---------- TEXT PROVIDED
In 2010, Saidi, who sometimes does sex work to make ends meet, was on the street looking for clients when a police officer posing as a client took him to a guest house and then arrested him. The officer forced him at gunpoint to call five gay friends and tell them to meet him at a bar. When they arrived, the police arrested all of them. They proceeded to undress and beat the five friends before taking them into custody. Saidi recalled, “They said, ‘We’re arresting you because you’re gays and you’re shaming us. Our country does not allow homosexuals. Our law and our religion and customs don’t allow this.’”

At the police station, Saidi and his friends were repeatedly raped by fellow detainees. When they called out to the police for help, the police said, “This is good, this is what you want.”

In order to bribe her son and his friends out of custody, Saidi’s mother had to take out a loan from a local money lender. Head held between cupped hands, Saidi said, “When I remember that situation, I want to cry.”

Hearing the story, I too wanted to cry. Tanzania doesn’t make headlines for its brutal repression of lesbian, gay, bisexual, transgender and intersex (LGBTI) people. That kind of attention goes to countries like Uganda, where a draft law would make some homosexual acts punishable by death. And Tanzania is not Cameroon, where at least 30 people have been prosecuted for consensual same-sex conduct since 2010. Arrests of LGBTI people in Tanzania rarely lead to prosecution; usually they’re simply a pretext for police to collect bribes or coerce sex from vulnerable people.

But despite Tanzania’s lack of notoriety, what happened to Saidi occurs with disturbing frequency there. The same goes for many other countries in sub-Saharan Africa where my colleagues at Human Rights Watch and I have conducted research.

Consensual same-sex conduct is criminalized in at least 76 countries, 37 of them in Africa. Most laws date to the colonial era. Britain, for instance, adopted a cookie-cutter approach to “sodomy laws,” leaving a legacy of dozens of former countries with identical texts punishing “carnal knowledge against the order of nature” (in other words, anal sex).

But the colonizers aren’t the only ones to blame for homophobia and transphobia in Africa. Several Francophone countries had no colonial legacy of sodomy laws, but banned homosexual conduct post-independence, like Cameroon in 1972, or Burundi as recently as 2009.
--------------------
TASKS AND EXERCISES ▸
1) Answer these questions from the passage on Tanzania:
(a) How many friends did the officer force Saidi to call?
(b) How did Saidi's mother raise the money to bribe her son and his friends out of custody?
(c) In what year did Burundi ban homosexual conduct?
2) Extract the section of the passage on Tanzania from "But despite Tanzania’s" to "words, anal sex).", word for word.
---------- DATA LISTING
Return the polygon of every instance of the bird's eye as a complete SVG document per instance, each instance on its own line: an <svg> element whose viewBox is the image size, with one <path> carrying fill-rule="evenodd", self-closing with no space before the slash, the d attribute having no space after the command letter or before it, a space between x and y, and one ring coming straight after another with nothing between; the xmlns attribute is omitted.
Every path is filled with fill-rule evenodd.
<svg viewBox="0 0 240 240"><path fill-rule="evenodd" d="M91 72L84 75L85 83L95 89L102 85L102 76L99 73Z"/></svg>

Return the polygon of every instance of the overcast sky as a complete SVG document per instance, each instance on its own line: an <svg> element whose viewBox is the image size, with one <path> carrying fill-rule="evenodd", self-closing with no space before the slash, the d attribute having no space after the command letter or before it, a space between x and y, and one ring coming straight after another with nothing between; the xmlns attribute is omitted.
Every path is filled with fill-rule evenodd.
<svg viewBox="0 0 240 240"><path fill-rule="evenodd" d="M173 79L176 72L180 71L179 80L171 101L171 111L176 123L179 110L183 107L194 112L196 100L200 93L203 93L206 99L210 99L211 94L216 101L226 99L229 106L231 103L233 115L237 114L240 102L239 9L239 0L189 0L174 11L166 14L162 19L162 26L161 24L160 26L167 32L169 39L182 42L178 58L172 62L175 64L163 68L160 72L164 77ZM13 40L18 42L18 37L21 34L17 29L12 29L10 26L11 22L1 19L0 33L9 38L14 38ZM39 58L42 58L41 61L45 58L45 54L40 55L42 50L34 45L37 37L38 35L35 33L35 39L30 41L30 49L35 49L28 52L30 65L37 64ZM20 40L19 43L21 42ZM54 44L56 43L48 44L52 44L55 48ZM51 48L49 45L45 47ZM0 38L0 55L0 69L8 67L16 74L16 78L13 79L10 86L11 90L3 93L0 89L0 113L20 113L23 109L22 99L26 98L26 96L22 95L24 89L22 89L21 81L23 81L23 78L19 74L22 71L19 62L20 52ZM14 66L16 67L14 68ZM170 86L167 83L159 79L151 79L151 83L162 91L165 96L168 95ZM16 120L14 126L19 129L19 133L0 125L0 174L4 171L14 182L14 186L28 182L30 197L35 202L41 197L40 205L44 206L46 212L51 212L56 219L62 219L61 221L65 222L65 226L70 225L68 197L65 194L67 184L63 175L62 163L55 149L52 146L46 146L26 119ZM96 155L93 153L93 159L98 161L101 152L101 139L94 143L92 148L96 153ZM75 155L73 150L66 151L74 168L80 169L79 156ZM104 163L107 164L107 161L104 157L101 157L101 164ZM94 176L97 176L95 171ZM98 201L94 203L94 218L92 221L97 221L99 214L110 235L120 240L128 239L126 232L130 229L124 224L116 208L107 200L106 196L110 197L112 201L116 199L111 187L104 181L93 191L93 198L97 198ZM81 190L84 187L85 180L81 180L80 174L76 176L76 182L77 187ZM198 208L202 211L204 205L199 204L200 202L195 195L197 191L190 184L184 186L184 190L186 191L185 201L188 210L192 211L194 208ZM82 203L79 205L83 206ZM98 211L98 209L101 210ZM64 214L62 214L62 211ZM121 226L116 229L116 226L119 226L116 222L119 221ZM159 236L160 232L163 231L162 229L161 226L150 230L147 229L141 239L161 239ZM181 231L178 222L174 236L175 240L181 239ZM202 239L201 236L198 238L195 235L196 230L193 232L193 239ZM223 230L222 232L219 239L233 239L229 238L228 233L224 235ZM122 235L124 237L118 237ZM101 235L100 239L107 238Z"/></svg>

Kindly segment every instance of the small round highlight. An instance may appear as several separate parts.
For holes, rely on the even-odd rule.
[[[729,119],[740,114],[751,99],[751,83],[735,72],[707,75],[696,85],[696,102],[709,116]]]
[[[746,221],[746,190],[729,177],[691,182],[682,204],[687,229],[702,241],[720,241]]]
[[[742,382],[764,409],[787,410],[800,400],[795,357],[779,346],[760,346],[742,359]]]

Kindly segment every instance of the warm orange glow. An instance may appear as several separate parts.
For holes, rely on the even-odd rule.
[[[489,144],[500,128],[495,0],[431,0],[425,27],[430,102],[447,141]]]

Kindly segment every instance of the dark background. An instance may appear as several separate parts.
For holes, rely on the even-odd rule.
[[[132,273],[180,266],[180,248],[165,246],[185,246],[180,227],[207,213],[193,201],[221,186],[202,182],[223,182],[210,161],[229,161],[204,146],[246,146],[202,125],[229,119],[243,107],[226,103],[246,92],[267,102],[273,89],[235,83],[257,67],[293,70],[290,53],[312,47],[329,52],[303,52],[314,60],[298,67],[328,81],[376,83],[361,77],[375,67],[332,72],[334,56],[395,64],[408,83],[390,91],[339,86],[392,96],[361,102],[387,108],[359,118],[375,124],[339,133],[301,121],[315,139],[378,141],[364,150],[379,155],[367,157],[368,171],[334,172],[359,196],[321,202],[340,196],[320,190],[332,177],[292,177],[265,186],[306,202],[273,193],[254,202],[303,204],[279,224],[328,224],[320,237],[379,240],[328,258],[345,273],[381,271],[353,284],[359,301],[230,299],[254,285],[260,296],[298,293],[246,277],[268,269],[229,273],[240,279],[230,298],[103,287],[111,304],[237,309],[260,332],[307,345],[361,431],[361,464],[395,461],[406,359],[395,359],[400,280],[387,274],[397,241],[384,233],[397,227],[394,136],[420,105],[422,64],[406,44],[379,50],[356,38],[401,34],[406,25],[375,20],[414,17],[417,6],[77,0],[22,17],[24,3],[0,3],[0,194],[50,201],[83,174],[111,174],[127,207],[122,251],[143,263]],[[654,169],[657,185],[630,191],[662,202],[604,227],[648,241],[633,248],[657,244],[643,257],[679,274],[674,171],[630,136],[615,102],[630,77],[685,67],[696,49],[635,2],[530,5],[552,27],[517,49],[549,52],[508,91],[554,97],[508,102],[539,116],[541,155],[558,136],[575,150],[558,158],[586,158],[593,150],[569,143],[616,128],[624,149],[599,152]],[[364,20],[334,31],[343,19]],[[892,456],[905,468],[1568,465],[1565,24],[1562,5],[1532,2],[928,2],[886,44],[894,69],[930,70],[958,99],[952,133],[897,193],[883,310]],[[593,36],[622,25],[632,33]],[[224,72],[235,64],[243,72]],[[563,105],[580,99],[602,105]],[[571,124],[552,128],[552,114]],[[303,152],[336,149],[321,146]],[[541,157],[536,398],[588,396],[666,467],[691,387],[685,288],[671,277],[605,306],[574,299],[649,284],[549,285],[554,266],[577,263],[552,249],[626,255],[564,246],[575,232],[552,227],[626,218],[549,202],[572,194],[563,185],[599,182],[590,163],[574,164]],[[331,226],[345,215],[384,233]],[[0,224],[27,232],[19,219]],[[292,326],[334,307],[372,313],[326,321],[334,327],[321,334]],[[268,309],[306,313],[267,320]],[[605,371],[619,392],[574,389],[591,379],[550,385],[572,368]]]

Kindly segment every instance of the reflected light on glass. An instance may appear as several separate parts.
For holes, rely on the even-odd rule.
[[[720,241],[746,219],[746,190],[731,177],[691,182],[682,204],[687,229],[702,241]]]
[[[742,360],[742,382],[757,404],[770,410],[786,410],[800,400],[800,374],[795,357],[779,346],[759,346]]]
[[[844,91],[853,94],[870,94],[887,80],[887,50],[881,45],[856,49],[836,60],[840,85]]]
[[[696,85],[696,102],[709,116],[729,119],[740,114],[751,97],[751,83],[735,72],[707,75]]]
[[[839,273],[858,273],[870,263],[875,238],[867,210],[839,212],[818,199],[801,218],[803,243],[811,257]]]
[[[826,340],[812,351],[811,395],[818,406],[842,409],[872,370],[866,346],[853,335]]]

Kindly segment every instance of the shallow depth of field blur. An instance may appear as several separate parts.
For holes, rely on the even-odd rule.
--------------------
FULL ANSWERS ▸
1)
(a) Five.
(b) She took out a loan from a local money lender.
(c) 2009.

2)
But despite Tanzania’s lack of notoriety, what happened to Saidi occurs with disturbing frequency there. The same goes for many other countries in sub-Saharan Africa where my colleagues at Human Rights Watch and I have conducted research.

Consensual same-sex conduct is criminalized in at least 76 countries, 37 of them in Africa. Most laws date to the colonial era. Britain, for instance, adopted a cookie-cutter approach to “sodomy laws,” leaving a legacy of dozens of former countries with identical texts punishing “carnal knowledge against the order of nature” (in other words, anal sex).